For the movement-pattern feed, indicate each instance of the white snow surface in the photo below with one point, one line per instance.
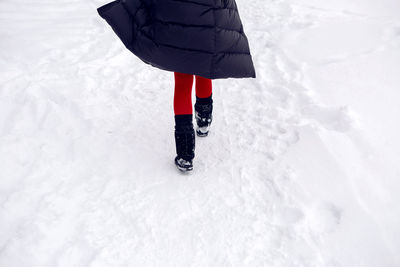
(301, 166)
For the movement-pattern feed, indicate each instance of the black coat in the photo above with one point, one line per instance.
(201, 37)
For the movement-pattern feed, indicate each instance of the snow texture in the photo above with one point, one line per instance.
(300, 167)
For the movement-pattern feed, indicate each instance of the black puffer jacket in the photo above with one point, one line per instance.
(201, 37)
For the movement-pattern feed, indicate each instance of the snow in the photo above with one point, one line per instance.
(300, 167)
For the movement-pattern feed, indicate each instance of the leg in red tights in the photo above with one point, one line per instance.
(183, 93)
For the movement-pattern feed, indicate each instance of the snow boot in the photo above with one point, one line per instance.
(184, 141)
(203, 113)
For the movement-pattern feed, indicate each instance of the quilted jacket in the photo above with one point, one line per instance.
(201, 37)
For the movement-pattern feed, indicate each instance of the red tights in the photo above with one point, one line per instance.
(183, 91)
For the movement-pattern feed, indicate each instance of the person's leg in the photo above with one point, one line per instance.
(183, 93)
(203, 87)
(184, 132)
(204, 105)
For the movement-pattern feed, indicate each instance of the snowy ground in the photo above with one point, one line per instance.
(300, 167)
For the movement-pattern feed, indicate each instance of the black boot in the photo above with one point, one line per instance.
(203, 111)
(185, 142)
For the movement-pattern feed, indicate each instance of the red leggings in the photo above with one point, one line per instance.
(183, 91)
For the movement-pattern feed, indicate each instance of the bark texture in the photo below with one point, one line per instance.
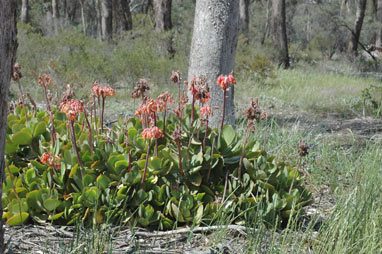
(25, 11)
(107, 20)
(8, 46)
(279, 35)
(360, 14)
(244, 15)
(162, 14)
(379, 23)
(55, 16)
(213, 49)
(126, 19)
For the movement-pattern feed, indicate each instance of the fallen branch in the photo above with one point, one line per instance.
(240, 229)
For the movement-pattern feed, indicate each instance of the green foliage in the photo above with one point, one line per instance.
(372, 100)
(108, 188)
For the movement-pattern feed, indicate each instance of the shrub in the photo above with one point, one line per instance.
(171, 172)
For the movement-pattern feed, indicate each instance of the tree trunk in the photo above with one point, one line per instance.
(162, 14)
(55, 16)
(107, 20)
(379, 24)
(213, 49)
(8, 46)
(83, 21)
(25, 11)
(279, 35)
(244, 16)
(267, 22)
(360, 14)
(127, 22)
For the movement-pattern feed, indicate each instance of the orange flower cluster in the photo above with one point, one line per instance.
(71, 108)
(44, 80)
(153, 132)
(206, 111)
(16, 72)
(223, 81)
(102, 91)
(51, 160)
(164, 98)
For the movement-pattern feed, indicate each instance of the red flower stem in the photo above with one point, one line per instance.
(103, 109)
(90, 132)
(224, 95)
(75, 143)
(243, 152)
(164, 122)
(53, 132)
(128, 152)
(146, 164)
(193, 105)
(205, 137)
(180, 158)
(21, 95)
(156, 140)
(212, 153)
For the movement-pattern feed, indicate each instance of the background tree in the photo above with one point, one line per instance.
(162, 14)
(213, 49)
(279, 35)
(55, 16)
(25, 11)
(125, 13)
(356, 33)
(107, 20)
(244, 15)
(8, 46)
(379, 24)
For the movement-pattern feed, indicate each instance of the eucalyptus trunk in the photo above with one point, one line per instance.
(8, 46)
(279, 35)
(379, 24)
(25, 11)
(127, 22)
(244, 16)
(162, 14)
(107, 20)
(213, 49)
(356, 33)
(55, 16)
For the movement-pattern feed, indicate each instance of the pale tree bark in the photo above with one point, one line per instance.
(8, 46)
(279, 35)
(356, 33)
(244, 16)
(55, 16)
(379, 23)
(83, 20)
(107, 20)
(126, 19)
(213, 49)
(25, 11)
(162, 14)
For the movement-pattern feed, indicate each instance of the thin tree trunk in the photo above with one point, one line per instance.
(55, 16)
(25, 11)
(267, 22)
(379, 24)
(244, 16)
(127, 22)
(82, 4)
(279, 35)
(99, 18)
(162, 14)
(360, 14)
(213, 50)
(107, 20)
(8, 46)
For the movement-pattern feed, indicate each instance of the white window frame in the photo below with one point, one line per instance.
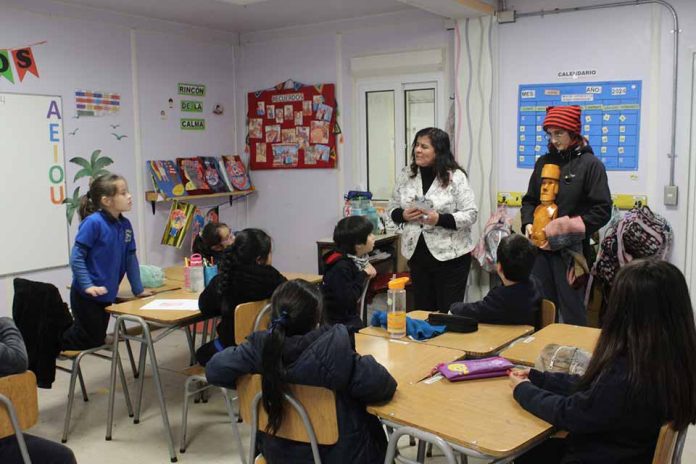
(398, 84)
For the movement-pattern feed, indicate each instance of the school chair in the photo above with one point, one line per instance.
(670, 445)
(310, 415)
(424, 437)
(248, 318)
(18, 393)
(75, 356)
(547, 315)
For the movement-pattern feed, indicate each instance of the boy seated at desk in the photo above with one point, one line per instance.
(346, 271)
(212, 241)
(519, 298)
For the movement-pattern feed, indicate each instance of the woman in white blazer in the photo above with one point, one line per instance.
(434, 203)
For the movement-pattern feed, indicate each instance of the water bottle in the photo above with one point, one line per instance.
(196, 273)
(396, 304)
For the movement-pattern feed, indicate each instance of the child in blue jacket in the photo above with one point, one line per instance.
(296, 349)
(517, 301)
(104, 252)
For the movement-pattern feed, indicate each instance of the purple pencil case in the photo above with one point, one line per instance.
(475, 368)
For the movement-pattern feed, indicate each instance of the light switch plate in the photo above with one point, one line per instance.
(671, 195)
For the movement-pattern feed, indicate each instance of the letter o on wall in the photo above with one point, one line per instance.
(51, 174)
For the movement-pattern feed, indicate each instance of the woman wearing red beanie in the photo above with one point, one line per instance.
(583, 192)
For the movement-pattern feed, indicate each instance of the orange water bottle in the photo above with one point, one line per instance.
(396, 304)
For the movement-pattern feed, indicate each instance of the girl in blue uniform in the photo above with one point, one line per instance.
(104, 252)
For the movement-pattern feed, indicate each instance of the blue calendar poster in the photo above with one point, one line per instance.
(610, 120)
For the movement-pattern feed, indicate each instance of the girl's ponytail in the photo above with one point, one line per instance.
(273, 384)
(102, 186)
(296, 309)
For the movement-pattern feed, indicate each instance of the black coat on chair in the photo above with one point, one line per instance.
(41, 316)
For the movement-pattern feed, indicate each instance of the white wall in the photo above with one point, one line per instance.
(165, 59)
(91, 50)
(298, 207)
(621, 44)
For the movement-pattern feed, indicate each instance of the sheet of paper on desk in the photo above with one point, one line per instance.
(172, 305)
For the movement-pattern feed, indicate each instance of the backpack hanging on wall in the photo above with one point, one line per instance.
(639, 234)
(498, 226)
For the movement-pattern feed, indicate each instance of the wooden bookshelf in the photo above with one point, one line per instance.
(155, 197)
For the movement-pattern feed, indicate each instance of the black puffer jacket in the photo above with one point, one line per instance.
(252, 283)
(583, 188)
(324, 358)
(605, 424)
(342, 286)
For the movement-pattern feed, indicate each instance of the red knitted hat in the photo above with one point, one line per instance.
(565, 117)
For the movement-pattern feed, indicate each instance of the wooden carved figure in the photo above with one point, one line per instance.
(547, 211)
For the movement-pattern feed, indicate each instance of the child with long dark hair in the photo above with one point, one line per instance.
(297, 350)
(642, 375)
(245, 274)
(104, 252)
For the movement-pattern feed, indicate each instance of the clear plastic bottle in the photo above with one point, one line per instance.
(396, 311)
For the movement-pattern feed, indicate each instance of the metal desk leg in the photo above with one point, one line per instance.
(18, 430)
(192, 344)
(141, 382)
(147, 341)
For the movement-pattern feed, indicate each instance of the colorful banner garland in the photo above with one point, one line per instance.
(23, 59)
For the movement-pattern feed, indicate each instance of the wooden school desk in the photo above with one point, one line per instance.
(526, 351)
(176, 273)
(486, 341)
(407, 361)
(479, 418)
(168, 320)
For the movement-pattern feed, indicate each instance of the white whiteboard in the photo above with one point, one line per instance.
(34, 233)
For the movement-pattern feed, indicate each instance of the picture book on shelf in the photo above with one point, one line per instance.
(212, 173)
(197, 224)
(165, 178)
(192, 175)
(178, 222)
(236, 173)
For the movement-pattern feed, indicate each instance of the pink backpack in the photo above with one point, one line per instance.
(498, 226)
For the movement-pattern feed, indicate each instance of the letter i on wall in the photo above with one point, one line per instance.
(56, 173)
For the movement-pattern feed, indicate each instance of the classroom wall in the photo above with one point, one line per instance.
(627, 43)
(298, 207)
(165, 59)
(95, 50)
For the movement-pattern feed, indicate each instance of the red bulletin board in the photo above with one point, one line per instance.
(291, 126)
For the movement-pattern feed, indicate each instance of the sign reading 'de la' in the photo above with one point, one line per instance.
(193, 90)
(192, 124)
(191, 106)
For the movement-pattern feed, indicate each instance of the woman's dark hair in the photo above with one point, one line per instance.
(102, 186)
(650, 323)
(211, 233)
(296, 308)
(444, 159)
(251, 246)
(351, 231)
(516, 255)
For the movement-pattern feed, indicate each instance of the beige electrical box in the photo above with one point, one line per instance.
(628, 201)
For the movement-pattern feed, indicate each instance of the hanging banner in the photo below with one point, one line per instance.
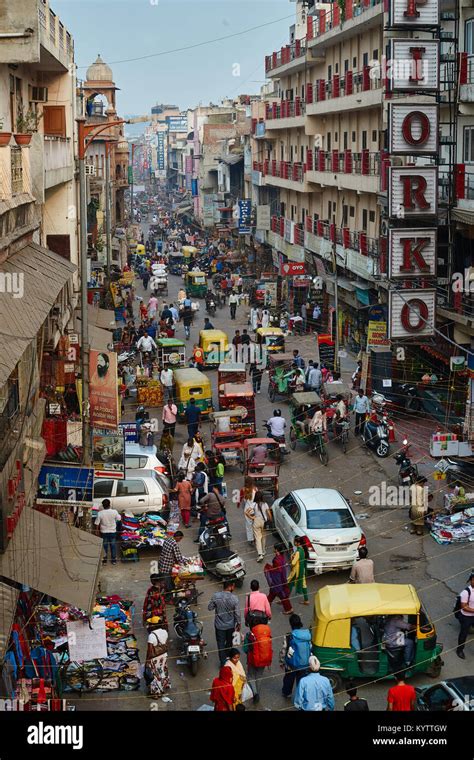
(103, 391)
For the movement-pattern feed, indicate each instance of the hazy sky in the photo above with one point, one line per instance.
(124, 29)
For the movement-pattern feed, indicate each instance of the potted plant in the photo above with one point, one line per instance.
(26, 123)
(5, 137)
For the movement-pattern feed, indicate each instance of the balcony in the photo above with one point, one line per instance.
(351, 92)
(354, 171)
(58, 161)
(285, 115)
(342, 23)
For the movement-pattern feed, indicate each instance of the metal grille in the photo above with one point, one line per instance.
(17, 170)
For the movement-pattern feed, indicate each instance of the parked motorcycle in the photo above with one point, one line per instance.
(189, 631)
(408, 472)
(217, 556)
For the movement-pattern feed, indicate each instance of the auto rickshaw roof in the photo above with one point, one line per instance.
(307, 397)
(348, 600)
(237, 389)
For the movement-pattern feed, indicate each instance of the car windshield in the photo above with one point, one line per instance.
(329, 519)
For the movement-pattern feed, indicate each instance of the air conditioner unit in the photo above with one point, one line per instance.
(39, 94)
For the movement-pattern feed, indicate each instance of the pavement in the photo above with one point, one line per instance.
(437, 572)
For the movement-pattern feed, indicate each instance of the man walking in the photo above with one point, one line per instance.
(361, 409)
(106, 521)
(227, 618)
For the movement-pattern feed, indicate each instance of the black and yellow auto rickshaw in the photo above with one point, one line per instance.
(351, 627)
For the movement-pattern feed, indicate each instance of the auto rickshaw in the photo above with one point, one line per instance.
(190, 383)
(196, 284)
(215, 345)
(279, 365)
(171, 352)
(272, 338)
(264, 475)
(348, 632)
(233, 395)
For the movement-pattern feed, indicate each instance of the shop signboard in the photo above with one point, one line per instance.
(103, 396)
(62, 485)
(108, 454)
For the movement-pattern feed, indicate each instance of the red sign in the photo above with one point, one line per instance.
(291, 268)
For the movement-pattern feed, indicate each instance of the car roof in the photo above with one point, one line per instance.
(320, 498)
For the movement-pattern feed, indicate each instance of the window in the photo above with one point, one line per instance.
(329, 519)
(469, 37)
(468, 145)
(102, 489)
(131, 488)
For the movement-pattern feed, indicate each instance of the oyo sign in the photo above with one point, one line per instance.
(413, 129)
(412, 192)
(411, 313)
(412, 253)
(292, 268)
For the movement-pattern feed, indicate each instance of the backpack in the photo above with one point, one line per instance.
(260, 651)
(457, 604)
(300, 643)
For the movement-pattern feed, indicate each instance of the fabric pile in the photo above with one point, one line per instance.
(452, 529)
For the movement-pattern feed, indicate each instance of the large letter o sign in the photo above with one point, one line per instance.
(407, 128)
(409, 310)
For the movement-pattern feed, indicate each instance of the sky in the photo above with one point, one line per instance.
(125, 29)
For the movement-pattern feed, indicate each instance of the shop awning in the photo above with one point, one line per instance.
(8, 602)
(53, 558)
(38, 275)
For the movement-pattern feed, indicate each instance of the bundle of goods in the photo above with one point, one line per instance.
(456, 528)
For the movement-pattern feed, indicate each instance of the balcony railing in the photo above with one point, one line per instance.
(346, 162)
(286, 55)
(285, 110)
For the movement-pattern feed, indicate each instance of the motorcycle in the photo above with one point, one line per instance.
(189, 631)
(216, 554)
(408, 472)
(375, 436)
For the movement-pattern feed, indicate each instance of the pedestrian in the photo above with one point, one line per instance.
(227, 618)
(297, 576)
(361, 410)
(363, 569)
(402, 697)
(169, 416)
(295, 654)
(258, 645)
(169, 556)
(233, 302)
(192, 414)
(259, 513)
(257, 608)
(184, 490)
(276, 575)
(465, 615)
(314, 692)
(167, 380)
(239, 677)
(355, 703)
(222, 691)
(256, 373)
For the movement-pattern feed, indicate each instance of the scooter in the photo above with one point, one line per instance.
(189, 631)
(216, 554)
(408, 472)
(375, 436)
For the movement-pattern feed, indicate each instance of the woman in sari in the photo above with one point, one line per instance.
(222, 692)
(238, 675)
(297, 576)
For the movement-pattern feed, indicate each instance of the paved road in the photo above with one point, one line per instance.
(437, 572)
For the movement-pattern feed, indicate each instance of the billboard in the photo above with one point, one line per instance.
(103, 391)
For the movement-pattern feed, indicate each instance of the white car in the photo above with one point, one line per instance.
(139, 492)
(325, 517)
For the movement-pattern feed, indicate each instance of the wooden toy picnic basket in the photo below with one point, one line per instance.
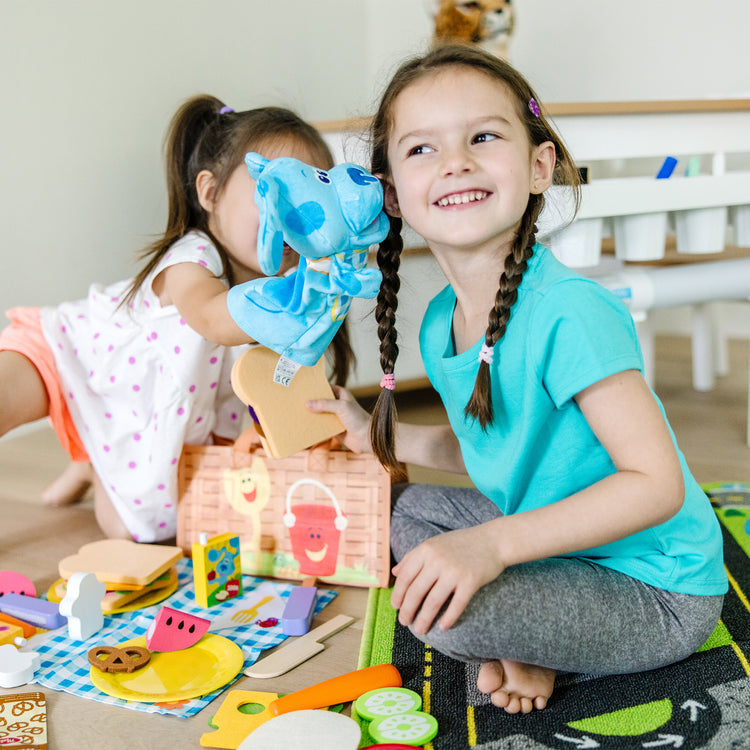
***
● **Written task**
How many lines in the rows above contain the string "girl"? Case counts. Reply with only the number.

● **Written answer**
2